Saved entries
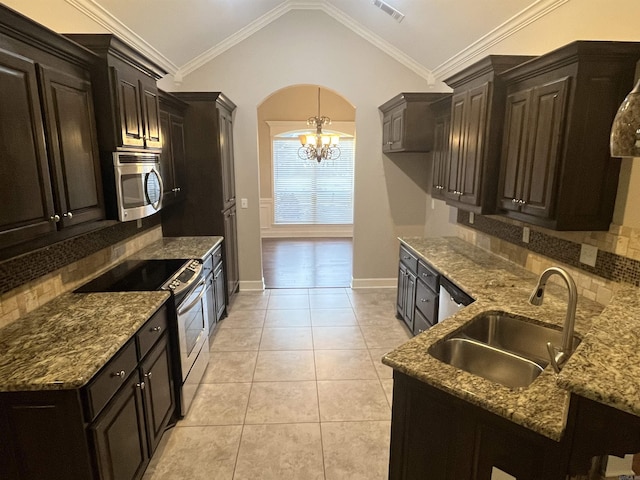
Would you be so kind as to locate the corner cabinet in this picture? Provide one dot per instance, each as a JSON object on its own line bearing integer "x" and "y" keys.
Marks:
{"x": 210, "y": 204}
{"x": 173, "y": 158}
{"x": 50, "y": 167}
{"x": 407, "y": 123}
{"x": 556, "y": 170}
{"x": 127, "y": 98}
{"x": 441, "y": 111}
{"x": 108, "y": 429}
{"x": 477, "y": 107}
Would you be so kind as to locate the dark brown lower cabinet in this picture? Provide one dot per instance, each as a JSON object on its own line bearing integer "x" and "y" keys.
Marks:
{"x": 435, "y": 435}
{"x": 73, "y": 435}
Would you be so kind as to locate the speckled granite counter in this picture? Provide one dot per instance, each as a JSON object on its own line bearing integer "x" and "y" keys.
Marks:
{"x": 495, "y": 284}
{"x": 180, "y": 247}
{"x": 64, "y": 343}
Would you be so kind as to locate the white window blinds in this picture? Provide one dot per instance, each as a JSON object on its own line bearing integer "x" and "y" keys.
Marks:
{"x": 308, "y": 192}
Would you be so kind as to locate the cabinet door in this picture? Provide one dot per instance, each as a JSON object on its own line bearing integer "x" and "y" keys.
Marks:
{"x": 440, "y": 155}
{"x": 158, "y": 391}
{"x": 129, "y": 106}
{"x": 166, "y": 160}
{"x": 514, "y": 149}
{"x": 119, "y": 435}
{"x": 218, "y": 285}
{"x": 470, "y": 169}
{"x": 26, "y": 200}
{"x": 456, "y": 146}
{"x": 151, "y": 113}
{"x": 227, "y": 161}
{"x": 73, "y": 147}
{"x": 548, "y": 113}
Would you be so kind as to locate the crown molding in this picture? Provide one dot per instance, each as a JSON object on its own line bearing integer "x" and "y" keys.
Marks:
{"x": 321, "y": 5}
{"x": 516, "y": 23}
{"x": 110, "y": 23}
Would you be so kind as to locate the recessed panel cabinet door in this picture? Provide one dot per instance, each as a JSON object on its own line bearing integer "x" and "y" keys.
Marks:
{"x": 548, "y": 113}
{"x": 26, "y": 201}
{"x": 514, "y": 151}
{"x": 73, "y": 147}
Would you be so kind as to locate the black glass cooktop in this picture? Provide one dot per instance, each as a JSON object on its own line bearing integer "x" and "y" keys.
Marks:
{"x": 134, "y": 276}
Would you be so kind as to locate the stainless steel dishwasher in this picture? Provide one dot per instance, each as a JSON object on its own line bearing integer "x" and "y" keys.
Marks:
{"x": 451, "y": 299}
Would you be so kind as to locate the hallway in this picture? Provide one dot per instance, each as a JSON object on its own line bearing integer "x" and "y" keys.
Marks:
{"x": 294, "y": 390}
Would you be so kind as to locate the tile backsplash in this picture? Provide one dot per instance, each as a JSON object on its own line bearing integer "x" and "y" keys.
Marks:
{"x": 31, "y": 280}
{"x": 617, "y": 260}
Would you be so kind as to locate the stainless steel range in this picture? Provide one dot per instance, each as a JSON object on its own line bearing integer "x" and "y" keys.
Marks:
{"x": 185, "y": 279}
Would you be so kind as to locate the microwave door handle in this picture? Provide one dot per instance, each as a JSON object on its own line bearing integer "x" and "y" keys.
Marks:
{"x": 196, "y": 301}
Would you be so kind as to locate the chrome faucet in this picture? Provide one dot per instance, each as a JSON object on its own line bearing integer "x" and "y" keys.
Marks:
{"x": 559, "y": 356}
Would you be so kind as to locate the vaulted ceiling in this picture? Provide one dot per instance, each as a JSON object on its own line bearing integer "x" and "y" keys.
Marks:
{"x": 181, "y": 35}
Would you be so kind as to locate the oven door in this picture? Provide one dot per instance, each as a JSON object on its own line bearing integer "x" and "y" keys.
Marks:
{"x": 193, "y": 326}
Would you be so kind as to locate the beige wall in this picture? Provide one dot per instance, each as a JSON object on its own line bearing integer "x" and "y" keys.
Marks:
{"x": 298, "y": 102}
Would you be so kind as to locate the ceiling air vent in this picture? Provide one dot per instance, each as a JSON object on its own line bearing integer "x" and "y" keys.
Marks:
{"x": 389, "y": 10}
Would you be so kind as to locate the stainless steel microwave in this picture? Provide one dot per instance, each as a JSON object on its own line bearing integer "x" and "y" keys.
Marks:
{"x": 138, "y": 184}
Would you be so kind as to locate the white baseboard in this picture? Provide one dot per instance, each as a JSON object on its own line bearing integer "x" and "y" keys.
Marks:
{"x": 374, "y": 282}
{"x": 251, "y": 285}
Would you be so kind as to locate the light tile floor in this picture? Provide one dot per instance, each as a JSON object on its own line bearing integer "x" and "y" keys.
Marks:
{"x": 294, "y": 390}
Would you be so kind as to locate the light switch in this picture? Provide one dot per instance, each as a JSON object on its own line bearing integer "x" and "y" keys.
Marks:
{"x": 588, "y": 254}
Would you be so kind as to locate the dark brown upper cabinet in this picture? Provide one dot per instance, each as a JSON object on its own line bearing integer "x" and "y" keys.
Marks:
{"x": 556, "y": 170}
{"x": 407, "y": 122}
{"x": 441, "y": 111}
{"x": 49, "y": 167}
{"x": 127, "y": 99}
{"x": 477, "y": 108}
{"x": 173, "y": 158}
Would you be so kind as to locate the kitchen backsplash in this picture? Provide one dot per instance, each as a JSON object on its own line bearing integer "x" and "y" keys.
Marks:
{"x": 618, "y": 258}
{"x": 31, "y": 280}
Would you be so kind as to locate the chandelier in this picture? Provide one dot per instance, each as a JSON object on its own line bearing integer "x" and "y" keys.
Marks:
{"x": 319, "y": 146}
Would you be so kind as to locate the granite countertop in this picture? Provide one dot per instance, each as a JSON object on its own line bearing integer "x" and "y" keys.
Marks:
{"x": 179, "y": 247}
{"x": 497, "y": 284}
{"x": 64, "y": 343}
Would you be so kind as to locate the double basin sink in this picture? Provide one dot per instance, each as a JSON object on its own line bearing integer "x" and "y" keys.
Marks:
{"x": 499, "y": 346}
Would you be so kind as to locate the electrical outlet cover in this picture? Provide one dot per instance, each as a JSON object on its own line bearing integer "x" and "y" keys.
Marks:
{"x": 588, "y": 254}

§ TASK
Go through the entries above and write them out again exactly, images left behind.

§ EXERCISE RESULT
Would you be so kind as to locate the corner cabinet in this picture? Provide one dot per instance, each as a JSON object on its own line bearing integer "x" and "y" keys.
Marks:
{"x": 210, "y": 204}
{"x": 173, "y": 158}
{"x": 50, "y": 167}
{"x": 407, "y": 123}
{"x": 556, "y": 170}
{"x": 127, "y": 98}
{"x": 441, "y": 111}
{"x": 108, "y": 429}
{"x": 477, "y": 107}
Would you be so kind as to locate the dark brown lower cabinet in this picture? Provide one dot per instance, each as a JSON object on its own line bearing integer "x" and "y" keys.
Marks:
{"x": 435, "y": 435}
{"x": 73, "y": 435}
Would you be so kind as to locate the speckled granite counter in this picture? Provide one dot per instance, each as a JSON object on its own line bearing integer "x" and "y" keys.
Marks:
{"x": 495, "y": 284}
{"x": 180, "y": 247}
{"x": 64, "y": 343}
Would you be so kind as to locate the white window blinds in this picture? Provide one dot per instance, each as a JSON object on its own line bearing integer "x" and "y" keys.
Marks:
{"x": 308, "y": 192}
Would you be so kind as to locate the cabinet door in this picture? Provide one dot per instance, each as a JSON object on its own line bearing integer "x" and "y" keys.
Marks:
{"x": 440, "y": 155}
{"x": 158, "y": 391}
{"x": 129, "y": 106}
{"x": 166, "y": 160}
{"x": 514, "y": 149}
{"x": 119, "y": 435}
{"x": 218, "y": 285}
{"x": 470, "y": 169}
{"x": 26, "y": 200}
{"x": 456, "y": 146}
{"x": 151, "y": 113}
{"x": 227, "y": 161}
{"x": 73, "y": 147}
{"x": 548, "y": 113}
Would you be so kind as to locate the crown molding in this picture? Provide one dot per instance, each as a JSON object on its own line bearing integer "x" and "y" keys.
Marks:
{"x": 321, "y": 5}
{"x": 516, "y": 23}
{"x": 110, "y": 23}
Would you be so kind as to locate the recessed panel cabinet door in this picture? Provide one dot per instance, each as a JSON object on its own line bearing integer "x" and "y" keys.
Marks:
{"x": 548, "y": 113}
{"x": 26, "y": 201}
{"x": 514, "y": 151}
{"x": 73, "y": 147}
Would you be so kind as to locate the black glass cooktop in this picture? Provide one dot per instance, each as a JSON object on its own line bearing integer "x" and "y" keys.
Marks:
{"x": 134, "y": 276}
Would you be so kind as to locate the stainless steel dishwasher in this picture? Provide one dot per instance, each as a JSON object on its own line bearing integer "x" and "y" keys.
Marks:
{"x": 451, "y": 299}
Would you be so kind as to locate the hallway in this picture? Provide one dot per instance, each as a JSON object on its own line bearing integer "x" and "y" keys.
Marks:
{"x": 294, "y": 390}
Would you be so kind as to locate the tile backsplash in this picture? Provide one dot per instance, each as a JSON object on its own line bearing integer "x" and "y" keys.
Marks:
{"x": 31, "y": 280}
{"x": 617, "y": 260}
Would you be so kind as to locate the stainless steel range in this picture? Provide one dot per instance, each as a JSON object on its own line bearing integer "x" and "y" keys.
Marks:
{"x": 185, "y": 279}
Would you be so kind as to locate the microwave door handle in this picture? Provide one dot per instance, each as a JSON object on its own line bearing integer "x" and "y" keys.
Marks:
{"x": 196, "y": 301}
Would you be so kind as to locate the chrome faucet in this picture? Provide one dot per instance, each as a JSON object on its own line bearing integer "x" and "y" keys.
Marks:
{"x": 559, "y": 356}
Would you be so kind as to locate the vaulted ceiling in this picture? Provide one dot per instance, each as a JSON object on its own line bearing integer "x" and "y" keys.
Marks:
{"x": 181, "y": 35}
Would you be so kind as to locate the oven door in this picture? Provide one dot per instance, each as a JSON object on its own line bearing integer "x" and "y" keys.
Marks:
{"x": 193, "y": 326}
Would you be so kind as to locate the beige wall in this picture? Provide one dot per instance, each as a JSON object on its own line bearing integer "x" and "y" keys.
Marks:
{"x": 298, "y": 102}
Would you be so kind as to locate the ceiling air vent in this picture? Provide one dot per instance, each as a JSON object on its own line bearing integer "x" and "y" keys.
Marks:
{"x": 389, "y": 10}
Would you be so kind as to locate the stainless steel microwave in this picture? Provide one dot per instance, each as a JSON object on its own line bearing integer "x" and "y" keys.
Marks:
{"x": 138, "y": 184}
Would you be so kind as to locate the white baseboard in this picture? Provide one dot per instance, each as a JSON object on its own line bearing integer "x" and "y" keys.
Marks:
{"x": 374, "y": 282}
{"x": 251, "y": 285}
Would you be so kind as to locate the light tile floor in this picture? Provide one dot per instance, each as a JSON object on its own line bearing integer "x" and "y" keys.
Marks:
{"x": 294, "y": 390}
Would you be so kind as to locate the light switch in this picture? Provide one dot per instance, each as a JSON object on its own line bearing integer "x" and "y" keys.
Marks:
{"x": 588, "y": 254}
Would you be so kind as to locate the dark brown upper cabinet in this picture? Provide one dot per instance, each as a JSON object on its own line bearing integer "x" and "y" keys.
Marks:
{"x": 556, "y": 170}
{"x": 407, "y": 122}
{"x": 441, "y": 111}
{"x": 49, "y": 167}
{"x": 127, "y": 99}
{"x": 477, "y": 108}
{"x": 173, "y": 158}
Would you be so kind as to locate the kitchen backsplash in this picture? Provide one dot per instance, each as a JSON object on its own line bearing integer "x" and "y" keys.
Marks:
{"x": 618, "y": 258}
{"x": 31, "y": 280}
Would you be so kind as to locate the chandelier in this picture? Provide one dot per instance, each as a JSON object on its own line bearing integer "x" and "y" keys.
Marks:
{"x": 319, "y": 146}
Would you be so kind as to locate the granite countertop in this picture? Provide one dot per instance, each as a JSON object on its own line bearing integer "x" and "y" keys.
Marks:
{"x": 179, "y": 247}
{"x": 497, "y": 284}
{"x": 64, "y": 343}
Would you be so kind as to locate the double basin sink in this picture? Provide one dot per instance, each as a JSON object on its own line bearing integer "x" and "y" keys.
Marks:
{"x": 499, "y": 346}
Would you be so kind as to locate the electrical outlet cover in this picture? Provide one dot per instance, each as a JSON object on its own line bearing integer "x" and "y" keys.
Marks:
{"x": 588, "y": 254}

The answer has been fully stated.